> [EXCERPTED PASSAGE]
A former Essex resident has been awarded $500,000 for injuries he sustained when beaten outside a New Hampshire bar more than two years ago through a legal settlement negotiated by a Gloucester law firm.

Marc Shields, who is now 23 and living in South Hamilton, was a student at the University of New Hampshire when he and a companion were assaulted by bouncers outside what was then a nightclub called Drynk in Manchester, New Hampshire, the night of Dec. 11, 2013.

According to the complaint initially filed on his behalf by Joseph M. Orlando of Orlando & Associates, Shields “nearly died” in the assault, and sustained “severe internal injuries and a severe traumatic brain injury.” He was taken first to Elliot Hospital in Manchester, then transferred to Massachusetts General Hospital in Boston.

A 2011 graduate of Manchester Essex Regional High School, Shields has since had to undergo “multiple surgeries” to repair a number of internal injuries, Orlando said, and has been left with “significant scarring” from the ordeal.

> [GIVEN INFORMATION]

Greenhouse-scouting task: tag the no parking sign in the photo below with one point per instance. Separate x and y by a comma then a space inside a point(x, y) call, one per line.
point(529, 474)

==

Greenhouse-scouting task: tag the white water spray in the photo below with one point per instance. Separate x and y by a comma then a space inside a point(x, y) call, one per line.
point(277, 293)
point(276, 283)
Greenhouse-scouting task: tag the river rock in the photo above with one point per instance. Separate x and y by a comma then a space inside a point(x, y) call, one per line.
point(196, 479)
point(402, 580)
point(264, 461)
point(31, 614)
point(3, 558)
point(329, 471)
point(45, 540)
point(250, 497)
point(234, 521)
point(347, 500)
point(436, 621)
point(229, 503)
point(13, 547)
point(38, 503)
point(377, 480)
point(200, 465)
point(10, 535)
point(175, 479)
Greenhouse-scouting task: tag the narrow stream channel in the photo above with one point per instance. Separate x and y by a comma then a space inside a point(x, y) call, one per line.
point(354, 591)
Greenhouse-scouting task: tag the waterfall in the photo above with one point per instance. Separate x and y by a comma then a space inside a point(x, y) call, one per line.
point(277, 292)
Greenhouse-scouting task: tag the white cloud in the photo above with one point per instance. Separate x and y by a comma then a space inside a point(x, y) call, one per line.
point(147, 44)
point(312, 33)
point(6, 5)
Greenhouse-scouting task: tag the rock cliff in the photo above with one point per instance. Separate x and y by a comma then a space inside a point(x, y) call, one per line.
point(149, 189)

> [EXERCISE SET]
[1] According to the settlement article, to which hospital was Shields taken first?
[2] Repeat the passage from the settlement article that begins at the words "A former Essex" and stops after "Gloucester law firm.".
The listing plays no part in this work and may be set aside.

> [SOLUTIONS IN ORDER]
[1] Elliot Hospital in Manchester.

[2]
A former Essex resident has been awarded $500,000 for injuries he sustained when beaten outside a New Hampshire bar more than two years ago through a legal settlement negotiated by a Gloucester law firm.